:: DOCUMENT PASSAGE ::

Flossing is, admittedly easy to forget. In fact, only 32 percent of adults floss daily, according to a study done by Dr. Eleanor Fleming for the U.S. Centers for Disease Control and Prevention. 68 percent say they do it at least once a week, but that isn't enough to clear food and other debris, which accumulates with every drink, meal, snack or smoke break.

So, we asked a dentist — Dr. Marashi, an artistic dental restoration expert in Los Angeles, with clients ranging from Ryan Seacrest to Ben Affleck — a few flossing questions, like whether it's actually all that important and whether dentists really can tell if you haven't.

Is flossing really that important?

"Yes. It's not to make the dentist happy," Dr. Marashi says. "It's to keep the patient’s teeth healthy and clean!"

Can you replace floss with a waterpik?

"Waterpiks are an adjunct to flossing; they should not replace it."

Are coated flosses better?

"These are a popular option right now because people who are not consistent with flossing get discoloration on the sidewall surface of the teeth, and charcoal has a whitening action to it. Baking soda-coated, charcoal-coated, or traditional floss, the importance is not how fancy the floss is, but simply that you floss your teeth in the first place."

What does flossing do for your teeth?

"Flossing removes the food and debris stuck in between your teeth, including what is on the tooth surface and below the gum line. The bristles from a toothbrush simply can't get in there like floss can. Remember, every time you floss between the teeth, it’s two teeth that you’re cleaning — a side from one tooth and a side from the other."

What happens when you don't floss?

:::
:: DATA EXCERPTS ::

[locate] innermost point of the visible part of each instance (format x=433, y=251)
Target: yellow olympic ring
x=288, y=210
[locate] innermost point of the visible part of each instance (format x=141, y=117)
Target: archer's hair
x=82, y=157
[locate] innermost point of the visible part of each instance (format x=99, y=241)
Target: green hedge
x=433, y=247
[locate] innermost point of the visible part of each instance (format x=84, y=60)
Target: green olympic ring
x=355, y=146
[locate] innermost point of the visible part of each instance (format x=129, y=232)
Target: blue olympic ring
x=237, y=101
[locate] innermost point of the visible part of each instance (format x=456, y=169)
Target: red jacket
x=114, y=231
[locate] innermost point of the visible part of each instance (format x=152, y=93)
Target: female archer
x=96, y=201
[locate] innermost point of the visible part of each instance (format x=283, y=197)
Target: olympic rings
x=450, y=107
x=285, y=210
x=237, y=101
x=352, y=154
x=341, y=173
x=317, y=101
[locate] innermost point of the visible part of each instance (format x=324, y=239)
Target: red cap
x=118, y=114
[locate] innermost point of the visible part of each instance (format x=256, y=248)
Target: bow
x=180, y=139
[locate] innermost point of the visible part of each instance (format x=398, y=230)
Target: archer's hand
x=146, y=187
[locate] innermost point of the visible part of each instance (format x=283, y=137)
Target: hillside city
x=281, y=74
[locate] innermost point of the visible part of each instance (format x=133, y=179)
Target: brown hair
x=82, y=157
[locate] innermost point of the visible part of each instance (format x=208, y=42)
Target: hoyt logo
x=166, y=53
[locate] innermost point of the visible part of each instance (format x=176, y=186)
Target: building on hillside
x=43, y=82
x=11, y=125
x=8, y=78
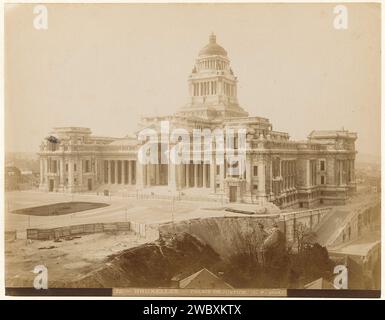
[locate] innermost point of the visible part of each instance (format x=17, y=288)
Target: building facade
x=277, y=169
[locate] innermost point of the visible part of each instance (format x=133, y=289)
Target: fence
x=141, y=229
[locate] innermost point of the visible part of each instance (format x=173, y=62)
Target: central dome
x=213, y=49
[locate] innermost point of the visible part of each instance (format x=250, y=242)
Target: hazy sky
x=103, y=66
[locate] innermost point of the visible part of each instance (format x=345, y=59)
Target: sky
x=103, y=66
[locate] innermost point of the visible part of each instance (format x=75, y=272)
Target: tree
x=304, y=237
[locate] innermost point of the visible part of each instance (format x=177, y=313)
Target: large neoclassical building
x=287, y=173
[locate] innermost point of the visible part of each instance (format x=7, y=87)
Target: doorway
x=51, y=185
x=233, y=194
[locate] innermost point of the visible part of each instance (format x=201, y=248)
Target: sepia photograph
x=192, y=149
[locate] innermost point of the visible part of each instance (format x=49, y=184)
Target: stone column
x=41, y=171
x=212, y=176
x=129, y=172
x=187, y=175
x=261, y=179
x=139, y=175
x=148, y=174
x=115, y=171
x=172, y=176
x=248, y=168
x=221, y=176
x=61, y=173
x=180, y=176
x=308, y=173
x=204, y=175
x=124, y=173
x=110, y=173
x=80, y=174
x=157, y=174
x=196, y=176
x=70, y=173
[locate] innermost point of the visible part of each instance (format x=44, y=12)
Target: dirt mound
x=153, y=264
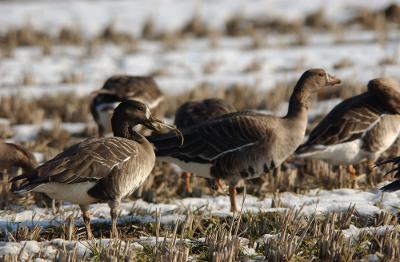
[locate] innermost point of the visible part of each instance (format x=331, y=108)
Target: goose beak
x=332, y=80
x=156, y=124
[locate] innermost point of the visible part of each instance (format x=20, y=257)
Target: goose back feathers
x=244, y=144
x=99, y=169
x=194, y=112
x=105, y=163
x=361, y=127
x=13, y=155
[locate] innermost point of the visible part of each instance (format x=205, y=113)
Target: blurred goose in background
x=395, y=185
x=359, y=128
x=243, y=145
x=120, y=88
x=99, y=169
x=195, y=112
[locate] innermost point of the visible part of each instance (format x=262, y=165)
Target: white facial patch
x=148, y=113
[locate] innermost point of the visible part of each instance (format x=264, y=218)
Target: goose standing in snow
x=195, y=112
x=243, y=145
x=13, y=155
x=359, y=128
x=120, y=88
x=99, y=169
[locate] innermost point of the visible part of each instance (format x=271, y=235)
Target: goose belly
x=105, y=111
x=200, y=169
x=131, y=177
x=76, y=193
x=344, y=153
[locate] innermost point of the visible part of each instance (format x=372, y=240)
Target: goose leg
x=86, y=220
x=114, y=210
x=232, y=196
x=352, y=172
x=371, y=173
x=186, y=177
x=218, y=183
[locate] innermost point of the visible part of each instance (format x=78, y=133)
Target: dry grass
x=291, y=237
x=237, y=25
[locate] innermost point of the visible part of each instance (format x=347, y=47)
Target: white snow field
x=356, y=55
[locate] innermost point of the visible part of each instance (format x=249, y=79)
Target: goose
x=119, y=88
x=103, y=169
x=359, y=128
x=14, y=155
x=395, y=185
x=193, y=113
x=243, y=145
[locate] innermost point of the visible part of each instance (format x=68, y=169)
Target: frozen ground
x=315, y=202
x=353, y=55
x=194, y=62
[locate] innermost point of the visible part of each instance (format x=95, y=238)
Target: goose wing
x=350, y=120
x=209, y=140
x=90, y=160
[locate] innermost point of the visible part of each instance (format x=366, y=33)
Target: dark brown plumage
x=243, y=145
x=99, y=169
x=195, y=112
x=120, y=88
x=395, y=185
x=359, y=128
x=13, y=155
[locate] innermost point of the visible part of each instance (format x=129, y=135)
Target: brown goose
x=120, y=88
x=99, y=169
x=243, y=145
x=359, y=128
x=13, y=155
x=395, y=185
x=195, y=112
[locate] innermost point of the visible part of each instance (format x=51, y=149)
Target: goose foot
x=114, y=210
x=86, y=221
x=232, y=196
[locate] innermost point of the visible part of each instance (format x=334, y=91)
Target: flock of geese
x=210, y=139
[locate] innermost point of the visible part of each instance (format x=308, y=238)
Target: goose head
x=316, y=79
x=131, y=113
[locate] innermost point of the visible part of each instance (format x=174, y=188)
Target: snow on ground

:::

• [REQUIRED ACTION]:
Answer the following from the text on flossing.
(a) According to the study cited, what percentage of adults floss daily?
(b) In Dr. Marashi's view, should a waterpik replace floss?
(c) How many teeth are cleaned each time one flosses between the teeth?

• [RESULT FOR THIS TASK]:
(a) 32 percent.
(b) No. Waterpiks are an adjunct to flossing and should not replace it.
(c) Two teeth: a side from one tooth and a side from the other.